■ EXERCISE TASK ■
Rewrite the records below as a JSON list of strings, with one string per line and all blank lines omitted. Include every record, but leave the pictures out of your answer.

■ ITEMS ■
* BEGIN *

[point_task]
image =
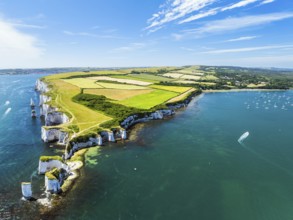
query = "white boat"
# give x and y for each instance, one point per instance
(32, 103)
(34, 114)
(243, 137)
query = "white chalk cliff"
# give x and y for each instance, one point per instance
(52, 185)
(26, 189)
(45, 166)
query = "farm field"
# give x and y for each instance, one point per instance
(173, 75)
(139, 91)
(83, 83)
(182, 96)
(127, 81)
(177, 89)
(149, 100)
(190, 77)
(119, 86)
(81, 116)
(117, 95)
(144, 77)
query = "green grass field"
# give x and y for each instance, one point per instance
(177, 89)
(144, 77)
(149, 100)
(81, 116)
(117, 95)
(83, 83)
(119, 86)
(83, 120)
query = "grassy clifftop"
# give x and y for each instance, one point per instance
(100, 99)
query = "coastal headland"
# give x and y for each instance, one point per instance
(88, 108)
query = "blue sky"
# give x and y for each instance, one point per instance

* END *

■ SOLUTION TO THE EXERCISE ■
[
  "[point_task]",
  "image =",
  "query = \"white boat\"",
  "# give x and y for each instance, one point per instance",
  "(32, 103)",
  "(34, 114)",
  "(243, 137)",
  "query = \"white chalk cliff\"",
  "# give x and y for each instance, one point per instance",
  "(52, 185)",
  "(26, 189)",
  "(45, 166)",
  "query = \"farm field\"",
  "# give x and y for each instance, one point per instance",
  "(173, 75)",
  "(139, 91)",
  "(83, 83)",
  "(182, 96)",
  "(127, 81)",
  "(177, 89)",
  "(149, 100)",
  "(190, 77)",
  "(119, 86)",
  "(81, 116)",
  "(117, 95)",
  "(144, 77)",
  "query = \"green grass field\"",
  "# give x and y for each instance, one point per instance",
  "(177, 89)",
  "(144, 77)",
  "(149, 100)",
  "(81, 116)",
  "(117, 95)",
  "(83, 83)",
  "(119, 86)",
  "(83, 120)",
  "query = \"grassy clifftop\"",
  "# give x and y for each instance, one point per instance",
  "(100, 99)",
  "query = \"coastal headland\"",
  "# give x and y for each instance, one point per instance",
  "(88, 108)",
  "query = \"blue sky\"",
  "# give x and y for each instance, one point per instance"
]